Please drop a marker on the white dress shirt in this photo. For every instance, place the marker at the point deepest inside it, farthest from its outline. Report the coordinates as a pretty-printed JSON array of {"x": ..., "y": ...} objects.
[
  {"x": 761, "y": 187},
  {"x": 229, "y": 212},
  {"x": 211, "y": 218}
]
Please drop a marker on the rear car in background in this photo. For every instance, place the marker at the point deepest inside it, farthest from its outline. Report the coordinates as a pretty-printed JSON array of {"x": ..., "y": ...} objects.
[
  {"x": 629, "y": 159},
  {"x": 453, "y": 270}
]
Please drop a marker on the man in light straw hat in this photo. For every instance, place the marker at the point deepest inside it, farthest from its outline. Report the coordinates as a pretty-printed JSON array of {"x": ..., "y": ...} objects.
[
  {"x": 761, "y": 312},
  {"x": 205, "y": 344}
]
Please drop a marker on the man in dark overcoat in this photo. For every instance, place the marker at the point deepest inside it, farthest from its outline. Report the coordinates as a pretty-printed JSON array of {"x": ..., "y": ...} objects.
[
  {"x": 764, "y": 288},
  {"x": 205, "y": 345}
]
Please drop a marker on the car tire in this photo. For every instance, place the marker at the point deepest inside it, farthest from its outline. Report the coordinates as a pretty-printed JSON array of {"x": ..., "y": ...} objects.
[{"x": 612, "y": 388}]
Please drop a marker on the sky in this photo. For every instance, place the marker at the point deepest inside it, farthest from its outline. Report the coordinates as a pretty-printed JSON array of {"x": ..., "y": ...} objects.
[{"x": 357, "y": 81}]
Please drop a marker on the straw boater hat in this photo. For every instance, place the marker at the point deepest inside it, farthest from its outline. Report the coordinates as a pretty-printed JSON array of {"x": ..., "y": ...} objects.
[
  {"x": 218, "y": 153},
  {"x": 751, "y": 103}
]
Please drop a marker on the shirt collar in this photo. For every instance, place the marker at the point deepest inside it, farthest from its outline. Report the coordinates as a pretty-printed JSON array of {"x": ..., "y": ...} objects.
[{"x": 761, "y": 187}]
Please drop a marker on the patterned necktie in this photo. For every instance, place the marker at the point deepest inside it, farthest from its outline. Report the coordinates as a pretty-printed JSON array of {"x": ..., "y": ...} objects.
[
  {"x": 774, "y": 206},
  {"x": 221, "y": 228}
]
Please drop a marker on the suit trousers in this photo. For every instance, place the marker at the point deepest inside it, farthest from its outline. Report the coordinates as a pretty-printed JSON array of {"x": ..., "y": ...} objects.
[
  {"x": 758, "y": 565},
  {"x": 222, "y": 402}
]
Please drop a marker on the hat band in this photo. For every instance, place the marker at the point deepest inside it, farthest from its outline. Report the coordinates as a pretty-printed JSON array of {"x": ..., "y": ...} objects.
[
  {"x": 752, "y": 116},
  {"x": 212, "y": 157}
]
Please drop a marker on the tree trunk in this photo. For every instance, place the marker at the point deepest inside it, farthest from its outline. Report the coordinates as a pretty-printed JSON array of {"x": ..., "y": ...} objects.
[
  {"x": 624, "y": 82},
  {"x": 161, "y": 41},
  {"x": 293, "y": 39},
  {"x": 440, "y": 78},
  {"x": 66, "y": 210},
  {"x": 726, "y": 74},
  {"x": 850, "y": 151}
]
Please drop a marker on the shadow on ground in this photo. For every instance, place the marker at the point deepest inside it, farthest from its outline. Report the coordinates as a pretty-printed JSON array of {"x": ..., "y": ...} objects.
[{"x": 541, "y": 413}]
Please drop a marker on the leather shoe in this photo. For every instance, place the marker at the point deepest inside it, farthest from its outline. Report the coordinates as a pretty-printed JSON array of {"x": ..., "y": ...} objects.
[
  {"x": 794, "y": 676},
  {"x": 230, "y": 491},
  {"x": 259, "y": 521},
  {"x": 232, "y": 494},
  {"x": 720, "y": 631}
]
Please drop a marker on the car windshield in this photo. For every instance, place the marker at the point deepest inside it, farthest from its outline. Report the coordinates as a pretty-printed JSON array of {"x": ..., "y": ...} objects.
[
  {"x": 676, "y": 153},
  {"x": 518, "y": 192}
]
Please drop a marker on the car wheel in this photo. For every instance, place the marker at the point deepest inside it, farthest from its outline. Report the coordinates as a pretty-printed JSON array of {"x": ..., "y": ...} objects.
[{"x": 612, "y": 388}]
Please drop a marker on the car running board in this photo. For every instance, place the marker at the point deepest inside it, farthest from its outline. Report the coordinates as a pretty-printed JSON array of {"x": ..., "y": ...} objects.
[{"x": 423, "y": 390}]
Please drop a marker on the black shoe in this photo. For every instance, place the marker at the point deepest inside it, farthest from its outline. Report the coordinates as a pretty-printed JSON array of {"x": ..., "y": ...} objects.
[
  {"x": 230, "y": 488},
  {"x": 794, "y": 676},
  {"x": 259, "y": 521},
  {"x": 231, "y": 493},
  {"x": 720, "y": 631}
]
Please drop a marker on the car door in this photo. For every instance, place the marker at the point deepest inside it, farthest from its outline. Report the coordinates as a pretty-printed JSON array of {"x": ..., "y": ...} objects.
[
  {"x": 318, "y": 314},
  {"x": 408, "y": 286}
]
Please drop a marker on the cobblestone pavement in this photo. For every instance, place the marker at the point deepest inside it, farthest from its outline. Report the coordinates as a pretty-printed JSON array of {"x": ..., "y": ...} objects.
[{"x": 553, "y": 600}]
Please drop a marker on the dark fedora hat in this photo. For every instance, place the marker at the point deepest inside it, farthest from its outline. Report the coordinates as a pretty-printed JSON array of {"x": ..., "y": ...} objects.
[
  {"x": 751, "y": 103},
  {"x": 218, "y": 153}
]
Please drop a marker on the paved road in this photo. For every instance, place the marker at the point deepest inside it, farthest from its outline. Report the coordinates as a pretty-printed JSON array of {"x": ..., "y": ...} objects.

### Problem description
Lay out every line of the records above as a Markdown table with two columns, No. and Text. Put the row number under No. and the line under Text, and leave out blank lines.

### Output for this task
| No. | Text |
|---|---|
| 1 | Please drop a marker on the white dress shirt in this photo. For every instance, place the marker at the point deepest inside it, farthest from its outline. Report the coordinates as a pretty-printed JSON array of {"x": ..., "y": ...} objects. |
| 2 | [ |
| 3 |   {"x": 761, "y": 187}, |
| 4 |   {"x": 229, "y": 212}, |
| 5 |   {"x": 211, "y": 218} |
| 6 | ] |
| 7 | Please drop a marker on the rear car in background in this photo. For every instance, place the marker at the point deepest inside it, farthest from its outline. Report the coordinates as a pretty-printed JSON array of {"x": ..., "y": ...} objects. |
| 8 | [ |
| 9 |   {"x": 629, "y": 159}, |
| 10 |   {"x": 453, "y": 270} |
| 11 | ] |
| 12 | Please drop a marker on the man in light straw hat in this photo. For every instance, place the marker at the point deepest inside it, farthest from its outline. Report the coordinates as a pretty-printed JSON array of {"x": ..., "y": ...} objects. |
| 13 | [ |
| 14 |   {"x": 761, "y": 312}, |
| 15 |   {"x": 205, "y": 344} |
| 16 | ] |
| 17 | Please drop a marker on the man in dark overcoat in this photo. For every instance, place the marker at the point deepest inside it, farthest from its outline. Report the coordinates as a pretty-printed JSON array of {"x": ..., "y": ...} objects. |
| 18 | [ |
| 19 |   {"x": 764, "y": 288}, |
| 20 |   {"x": 205, "y": 345} |
| 21 | ] |
| 22 | Please drop a marker on the car tire in this photo. For every instance, place the marker at the point deepest inside it, farthest from its outline. Report the coordinates as a pretty-printed JSON array of {"x": ..., "y": ...} objects. |
| 23 | [{"x": 612, "y": 388}] |
| 24 | Please drop a marker on the sky in this photo. For every instance, place the marker at the point deepest inside it, farthest from its outline. Report the coordinates as a pretty-printed JSON array of {"x": ..., "y": ...} objects. |
| 25 | [{"x": 357, "y": 81}] |
| 26 | Please drop a marker on the straw boater hat in this photo. For every instance, place the marker at the point deepest inside it, farthest from its outline. Report the coordinates as a pretty-printed JSON array of {"x": ..., "y": ...} objects. |
| 27 | [ |
| 28 |   {"x": 218, "y": 153}, |
| 29 |   {"x": 751, "y": 103} |
| 30 | ] |
| 31 | Please drop a marker on the shirt collar in this photo. For every instance, place the marker at the point deepest inside it, farthest from its outline. Report the coordinates as a pretty-printed JSON array of {"x": ..., "y": ...} objects. |
| 32 | [{"x": 761, "y": 187}] |
| 33 | Please drop a marker on the patterned necktie in this photo. For every instance, place the marker at the point deepest inside it, farthest from its outline. Report the coordinates as a pretty-printed JSON array of {"x": ..., "y": ...} objects. |
| 34 | [ |
| 35 |   {"x": 774, "y": 206}, |
| 36 |   {"x": 221, "y": 228} |
| 37 | ] |
| 38 | Please drop a marker on the suit trousers in this photo. For every instance, place the marker at the point deepest inside it, farthest from its outline. Report the coordinates as a pretty-printed JSON array of {"x": ..., "y": ...} objects. |
| 39 | [ |
| 40 |   {"x": 758, "y": 565}, |
| 41 |   {"x": 222, "y": 402} |
| 42 | ] |
| 43 | Please drop a marker on the hat band in this photo. For every instance, place the marker at the point deepest inside it, farthest from its outline. Report the coordinates as a pretty-printed JSON array of {"x": ..., "y": ...} objects. |
| 44 | [ |
| 45 |   {"x": 752, "y": 116}, |
| 46 |   {"x": 212, "y": 157} |
| 47 | ] |
| 48 | Please drop a marker on the tree trunk in this photo. For every instance, place the marker at the point deepest inside it, farthest from its outline. Report the coordinates as a pretty-printed JSON array of {"x": ..., "y": ...} objects. |
| 49 | [ |
| 50 |   {"x": 624, "y": 82}, |
| 51 |   {"x": 161, "y": 41}, |
| 52 |   {"x": 293, "y": 39}, |
| 53 |   {"x": 440, "y": 78}, |
| 54 |   {"x": 66, "y": 210}, |
| 55 |   {"x": 726, "y": 74}, |
| 56 |   {"x": 850, "y": 151} |
| 57 | ] |
| 58 | Please drop a marker on the shadow on ground in this photo. For every instance, place the marker at the point deepest inside it, farthest from its outline. Report the coordinates as a pretty-printed JSON array of {"x": ..., "y": ...} objects. |
| 59 | [{"x": 541, "y": 413}] |
| 60 | Please drop a marker on the leather shoe in this photo. For every instance, place the marker at the point deepest inside it, farthest from its outline. Report the coordinates as a pretty-printed JSON array of {"x": ..., "y": ...} objects. |
| 61 | [ |
| 62 |   {"x": 794, "y": 676}, |
| 63 |   {"x": 230, "y": 491}, |
| 64 |   {"x": 259, "y": 521}, |
| 65 |   {"x": 232, "y": 494}, |
| 66 |   {"x": 720, "y": 631} |
| 67 | ] |
| 68 | Please drop a marker on the car windshield in this photo. For every instance, place the marker at the point deepest inside it, farthest from its outline. Report the coordinates as a pretty-printed JSON array of {"x": ..., "y": ...} objects. |
| 69 | [ |
| 70 |   {"x": 676, "y": 153}, |
| 71 |   {"x": 518, "y": 192} |
| 72 | ] |
| 73 | Please drop a marker on the car wheel in this photo. For every instance, place the marker at the point deepest inside it, farthest from its outline. Report the coordinates as a pretty-printed JSON array of {"x": ..., "y": ...} objects. |
| 74 | [{"x": 612, "y": 388}] |
| 75 | Please drop a marker on the car running board in this photo. For every instance, place the marker at the point deepest inside it, farthest from its outline. Report the coordinates as a pretty-printed JSON array of {"x": ..., "y": ...} objects. |
| 76 | [{"x": 423, "y": 390}] |
| 77 | Please drop a marker on the black shoe in this photo. For every instance, place the marker at the point deepest inside it, farthest from its outline. Report the coordinates as a pretty-printed JSON array of {"x": ..., "y": ...} objects. |
| 78 | [ |
| 79 |   {"x": 230, "y": 488}, |
| 80 |   {"x": 794, "y": 676}, |
| 81 |   {"x": 259, "y": 521}, |
| 82 |   {"x": 231, "y": 493}, |
| 83 |   {"x": 720, "y": 631} |
| 84 | ] |
| 85 | Please drop a marker on the car door in this photo. For every instance, place the marker at the point deepest inside it, farthest from its outline. Report the coordinates as a pretty-printed JSON array of {"x": ..., "y": ...} objects. |
| 86 | [ |
| 87 |   {"x": 318, "y": 314}, |
| 88 |   {"x": 408, "y": 286} |
| 89 | ] |
| 90 | Please drop a marker on the cobblestone pavement in this photo. For every instance, place the marker at the point deepest inside it, farthest from its outline. Report the coordinates as a pretty-printed JSON array of {"x": ..., "y": ...} objects. |
| 91 | [{"x": 553, "y": 600}] |
| 92 | Please drop a marker on the dark fedora hat in this photo. For every instance, place the marker at the point deepest inside it, farthest from its outline. Report the coordinates as a pretty-printed JSON array of {"x": ..., "y": ...} objects. |
| 93 | [ |
| 94 |   {"x": 751, "y": 103}, |
| 95 |   {"x": 218, "y": 153} |
| 96 | ] |
| 97 | Please drop a marker on the paved road in this photo. For every instance, place the marker at the point deepest inside it, farthest from its outline. Report the coordinates as a pretty-printed JSON array of {"x": ..., "y": ...} objects. |